Data entries:
■ ■ ■ ■ ■ ■ ■
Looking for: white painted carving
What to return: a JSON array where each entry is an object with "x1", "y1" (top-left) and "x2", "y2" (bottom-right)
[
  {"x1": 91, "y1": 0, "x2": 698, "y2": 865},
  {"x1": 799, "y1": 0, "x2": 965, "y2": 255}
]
■ ■ ■ ■ ■ ■ ■
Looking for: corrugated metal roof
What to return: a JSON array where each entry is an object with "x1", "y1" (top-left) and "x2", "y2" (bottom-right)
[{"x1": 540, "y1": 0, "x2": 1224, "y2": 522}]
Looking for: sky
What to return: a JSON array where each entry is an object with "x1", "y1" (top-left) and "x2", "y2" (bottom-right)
■ ■ ■ ■ ■ ■ ■
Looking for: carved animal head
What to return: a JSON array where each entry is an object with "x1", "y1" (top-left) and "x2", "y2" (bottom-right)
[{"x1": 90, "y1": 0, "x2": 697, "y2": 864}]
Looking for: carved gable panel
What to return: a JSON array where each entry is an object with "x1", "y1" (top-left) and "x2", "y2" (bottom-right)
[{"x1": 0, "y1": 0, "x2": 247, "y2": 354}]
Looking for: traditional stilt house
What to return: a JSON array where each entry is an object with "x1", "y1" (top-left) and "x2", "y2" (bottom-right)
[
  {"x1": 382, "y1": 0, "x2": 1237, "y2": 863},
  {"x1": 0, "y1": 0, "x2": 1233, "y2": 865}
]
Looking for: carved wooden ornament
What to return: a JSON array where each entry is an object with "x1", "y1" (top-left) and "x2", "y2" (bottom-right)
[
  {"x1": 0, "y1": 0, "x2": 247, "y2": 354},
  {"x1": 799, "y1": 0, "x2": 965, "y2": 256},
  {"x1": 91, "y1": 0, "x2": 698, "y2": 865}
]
■ ■ ■ ■ ■ ■ ■
Select the lines from the entries that include the word "Looking".

Response for this exercise:
Looking for: white painted carving
Looking for: corrugated metal roof
Looking for: sky
Looking for: carved animal head
Looking for: carved gable panel
Looking for: traditional stilt house
Looking for: carved wooden ornament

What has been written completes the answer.